Revise the material below so that every "innermost" becomes "central", keeping everything else unchanged. Leave the pictures out of your answer.

(Coordinate labeling data)
● ● ● ● ●

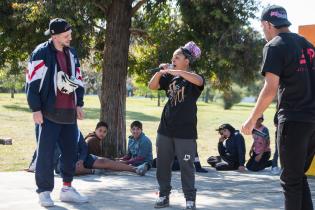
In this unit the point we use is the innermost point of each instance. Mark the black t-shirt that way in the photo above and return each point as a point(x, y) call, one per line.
point(292, 58)
point(179, 117)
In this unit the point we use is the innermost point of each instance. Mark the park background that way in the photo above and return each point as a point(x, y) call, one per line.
point(115, 57)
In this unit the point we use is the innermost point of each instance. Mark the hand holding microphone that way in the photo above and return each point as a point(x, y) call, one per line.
point(162, 66)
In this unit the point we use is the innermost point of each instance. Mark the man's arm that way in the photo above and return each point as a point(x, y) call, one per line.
point(267, 94)
point(36, 72)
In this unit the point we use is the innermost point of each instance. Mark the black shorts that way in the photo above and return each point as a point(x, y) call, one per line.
point(89, 161)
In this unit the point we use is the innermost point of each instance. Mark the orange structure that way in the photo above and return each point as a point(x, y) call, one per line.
point(308, 31)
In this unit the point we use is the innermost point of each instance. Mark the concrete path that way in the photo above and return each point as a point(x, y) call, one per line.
point(125, 191)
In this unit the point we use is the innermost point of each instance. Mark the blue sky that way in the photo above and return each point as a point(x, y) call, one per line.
point(300, 12)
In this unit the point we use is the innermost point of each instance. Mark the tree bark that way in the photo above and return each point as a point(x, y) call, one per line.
point(113, 96)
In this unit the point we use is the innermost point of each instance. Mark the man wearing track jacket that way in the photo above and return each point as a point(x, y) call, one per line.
point(55, 96)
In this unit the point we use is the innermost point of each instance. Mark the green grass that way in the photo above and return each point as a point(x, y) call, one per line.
point(16, 122)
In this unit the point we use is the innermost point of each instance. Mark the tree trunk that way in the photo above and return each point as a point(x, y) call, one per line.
point(113, 96)
point(12, 92)
point(159, 99)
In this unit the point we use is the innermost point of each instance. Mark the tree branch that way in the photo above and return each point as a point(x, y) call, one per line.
point(101, 7)
point(139, 32)
point(137, 7)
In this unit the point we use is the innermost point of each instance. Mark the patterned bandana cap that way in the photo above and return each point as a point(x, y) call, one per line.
point(194, 51)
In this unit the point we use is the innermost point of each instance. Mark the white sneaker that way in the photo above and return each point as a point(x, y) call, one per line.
point(275, 170)
point(69, 194)
point(45, 199)
point(142, 169)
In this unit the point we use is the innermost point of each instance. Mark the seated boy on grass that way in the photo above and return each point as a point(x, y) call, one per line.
point(139, 147)
point(87, 162)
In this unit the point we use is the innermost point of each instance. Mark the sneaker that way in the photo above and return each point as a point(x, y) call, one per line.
point(275, 170)
point(45, 199)
point(32, 167)
point(162, 202)
point(201, 170)
point(191, 205)
point(69, 194)
point(142, 169)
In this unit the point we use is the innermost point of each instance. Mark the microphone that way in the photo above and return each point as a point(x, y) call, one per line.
point(157, 69)
point(259, 133)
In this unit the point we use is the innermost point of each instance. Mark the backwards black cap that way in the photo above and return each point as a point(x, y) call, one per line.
point(276, 15)
point(57, 26)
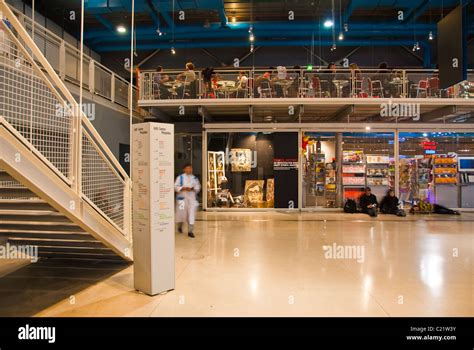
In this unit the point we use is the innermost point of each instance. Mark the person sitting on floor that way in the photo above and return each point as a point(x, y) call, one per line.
point(427, 207)
point(389, 204)
point(368, 202)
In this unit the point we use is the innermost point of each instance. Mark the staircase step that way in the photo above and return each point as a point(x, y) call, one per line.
point(12, 192)
point(39, 226)
point(57, 243)
point(32, 215)
point(24, 204)
point(78, 256)
point(75, 250)
point(48, 235)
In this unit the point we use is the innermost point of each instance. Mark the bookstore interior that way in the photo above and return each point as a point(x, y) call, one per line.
point(317, 170)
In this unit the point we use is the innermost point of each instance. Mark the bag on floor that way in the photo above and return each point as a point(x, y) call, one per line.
point(350, 206)
point(401, 212)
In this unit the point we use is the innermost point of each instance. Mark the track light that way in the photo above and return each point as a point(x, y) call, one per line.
point(328, 23)
point(121, 29)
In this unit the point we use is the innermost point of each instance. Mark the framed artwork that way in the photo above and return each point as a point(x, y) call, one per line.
point(241, 159)
point(253, 194)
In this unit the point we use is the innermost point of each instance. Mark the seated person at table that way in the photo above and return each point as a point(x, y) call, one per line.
point(159, 90)
point(188, 76)
point(329, 76)
point(242, 84)
point(263, 84)
point(368, 202)
point(382, 76)
point(389, 204)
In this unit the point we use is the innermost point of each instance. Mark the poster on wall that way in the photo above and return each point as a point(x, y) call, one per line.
point(253, 194)
point(270, 193)
point(241, 159)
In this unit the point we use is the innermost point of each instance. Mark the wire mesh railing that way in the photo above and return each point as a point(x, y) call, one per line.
point(36, 112)
point(101, 185)
point(282, 82)
point(54, 47)
point(37, 104)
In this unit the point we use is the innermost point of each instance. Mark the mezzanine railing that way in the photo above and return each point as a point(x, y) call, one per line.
point(300, 83)
point(65, 60)
point(35, 102)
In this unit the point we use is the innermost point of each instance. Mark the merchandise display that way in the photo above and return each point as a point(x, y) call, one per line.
point(253, 195)
point(241, 159)
point(353, 173)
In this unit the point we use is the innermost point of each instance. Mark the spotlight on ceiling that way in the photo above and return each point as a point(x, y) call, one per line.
point(328, 23)
point(121, 29)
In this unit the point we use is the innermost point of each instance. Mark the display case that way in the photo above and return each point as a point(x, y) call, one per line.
point(353, 173)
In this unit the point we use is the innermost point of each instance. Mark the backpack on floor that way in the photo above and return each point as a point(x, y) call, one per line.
point(350, 206)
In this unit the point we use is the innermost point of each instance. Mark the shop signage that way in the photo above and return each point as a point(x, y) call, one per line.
point(429, 145)
point(285, 163)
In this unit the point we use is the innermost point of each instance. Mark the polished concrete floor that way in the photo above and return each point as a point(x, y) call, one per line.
point(274, 264)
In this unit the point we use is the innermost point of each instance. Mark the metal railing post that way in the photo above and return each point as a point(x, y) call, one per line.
point(91, 76)
point(62, 60)
point(112, 87)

● ● ● ● ●

▶ ANSWER BELOW:
In this unit the point we use is the central point of each instance. Mark the black t-shirt that way in the photo above and return each point as a point(x, y) call, one per line.
point(292, 58)
point(179, 117)
In this unit the point we use is the central point of each instance. Mark the park background that way in the photo above and return each point as a point(x, y) call, one per line.
point(115, 57)
In this unit the point we use is the central point of each instance. Mark the hand holding microphone that way in the photo above and return each point as a point(x, y) call, one per line.
point(162, 66)
In this unit the point we use is the central point of each instance. Mark the man's arm that way in the photo above and return each point as a point(x, y) call, one per line.
point(267, 94)
point(36, 72)
In this unit the point we use is the central point of each instance. Mark the black shorts that way in the photo above and return each point as a point(x, y) call, one per line.
point(89, 161)
In this unit the point we use is the central point of each instance. Mark the orange structure that way in the photo above and return each point as a point(x, y) call, one per line.
point(308, 31)
In this unit the point we use is the central point of each instance. Mark the concrete path that way in the photo above and return each point as a point(x, y) call, one per line.
point(125, 191)
In this unit the point we use is the central point of each instance. Mark the blue sky that way in the photo above and return each point as a point(x, y) call, one per line.
point(300, 12)
In this unit the point we use is the central point of each instance. Mark the tree bark that way in the photo above and return each point as a point(x, y) call, one per line.
point(113, 96)
In this unit the point we use is the central point of each instance. Mark the man wearing track jacket that way in the photo above and return each point as a point(x, y) call, one per line.
point(55, 96)
In this unit the point we use is the central point of each instance. Mark the green grass that way in the photo above and return each point as a point(x, y) call, one per line.
point(16, 122)
In this unit the point we use is the central point of each instance. Mark the tree trunk that way in the photo above and return each point as a point(x, y) call, one per line.
point(113, 96)
point(12, 92)
point(159, 99)
In this unit the point we use is the central point of each instance. Mark the tree branch that way in the photo above and return each point as a point(x, y) call, one per line.
point(101, 7)
point(139, 32)
point(137, 7)
In this unit the point we use is the central point of each instance. Mark the patterned bandana cap that way in the photo above and return each point as a point(x, y) call, one per line.
point(194, 51)
In this unit the point we use is the central point of each instance. Mark the white sneaker that way in the photo above and return each point as a point(x, y) call, one per line.
point(275, 170)
point(69, 194)
point(45, 199)
point(142, 169)
In this unit the point we use is the central point of each instance. Mark the seated boy on grass that way in the photo above and return each point as a point(x, y) call, one per line.
point(139, 147)
point(87, 162)
In this unit the point we use is the central point of each instance. Mark the sneaker that way in the photo above and return each point as a point(x, y) call, one per line.
point(275, 170)
point(45, 199)
point(32, 167)
point(162, 202)
point(201, 170)
point(191, 205)
point(69, 194)
point(142, 169)
In this unit the point we use is the central point of each instance. Mark the microphone that way in the photo above and return each point as a point(x, y) call, one per line.
point(157, 69)
point(259, 133)
In this unit the point we use is the central point of each instance. Mark the backwards black cap that way in the photo above and return each point as a point(x, y) call, one per line.
point(276, 15)
point(57, 26)
In this unit the point we use is the central point of each instance. Mark the person sitting on floor that way in the photo above and return each point as a point(x, y) call, one per line.
point(427, 207)
point(389, 204)
point(368, 202)
In this unit the point we use is the central point of each instance. Mark the staircase step that way in the photo above and return each point as a point(x, y) call, one per line.
point(12, 192)
point(39, 226)
point(57, 243)
point(32, 215)
point(24, 204)
point(78, 256)
point(75, 250)
point(48, 235)
In this unit the point we use is the central point of each instance. Mark the bookstore interior that way in the photo above and return each point as a point(x, y) call, one per line.
point(317, 170)
In this unit the point we use is the central point of each instance. Mark the bag on floor that way in the photo above and return each point as a point(x, y) call, one per line.
point(350, 206)
point(401, 212)
In this unit the point we use is the central point of each instance. Mark the track light that way in the photo above and return each point as a point(x, y) call, one per line.
point(328, 23)
point(121, 29)
In this unit the point we use is the central point of each instance. Mark the framed artwork that way in the photo above and return each point as a point(x, y) call, one per line.
point(241, 159)
point(253, 194)
In this unit the point we use is the central point of each instance. Mark the seated person at table that way in the photo above and return each point as a point(x, y) call, one per line.
point(159, 90)
point(188, 76)
point(329, 76)
point(242, 84)
point(263, 84)
point(368, 202)
point(382, 76)
point(389, 204)
In this unit the point we use is the central point of each instance. Mark the poster on wall that way in the photo above and return each point as a point(x, y) call, one per line.
point(253, 194)
point(270, 193)
point(241, 159)
In this unit the point we use is the central point of each instance. Mark the wire mesh railing that way in the photo above and return each point as a point(x, y) call, one per line.
point(36, 112)
point(101, 185)
point(282, 82)
point(54, 47)
point(37, 104)
In this unit the point we use is the central point of each instance. Mark the mezzanine railing that way in the photo above and return each point as a point(x, y) call, one per line.
point(300, 83)
point(65, 60)
point(35, 102)
In this unit the point we use is the central point of each instance. Mark the merchandise display that way in the photo above and return each point as a point(x, y) call, one per line.
point(253, 195)
point(241, 159)
point(353, 173)
In this unit the point we use is the central point of each instance. Mark the spotlight on ceiling that way in the photo above and return each point as a point(x, y) call, one per line.
point(328, 23)
point(121, 29)
In this unit the point we use is the central point of each instance. Mark the display case that way in the photo above and return each point as a point(x, y) call, one per line.
point(353, 173)
In this unit the point we use is the central point of each instance. Mark the backpack on floor that way in the photo above and return each point as a point(x, y) call, one per line.
point(350, 206)
In this unit the point we use is the central point of each instance. Mark the shop signage that way in the photo above and return each point as a point(x, y) call, one per line.
point(429, 145)
point(285, 163)
In this unit the point we use is the central point of each instance. Mark the polished concrete floor that way in the photo above and return each point as a point(x, y) call, one per line.
point(274, 264)
In this unit the point we use is the central point of each instance. Mark the metal railing post that way in the photo above and return each point as a point(x, y) call, one per line.
point(91, 76)
point(62, 60)
point(112, 87)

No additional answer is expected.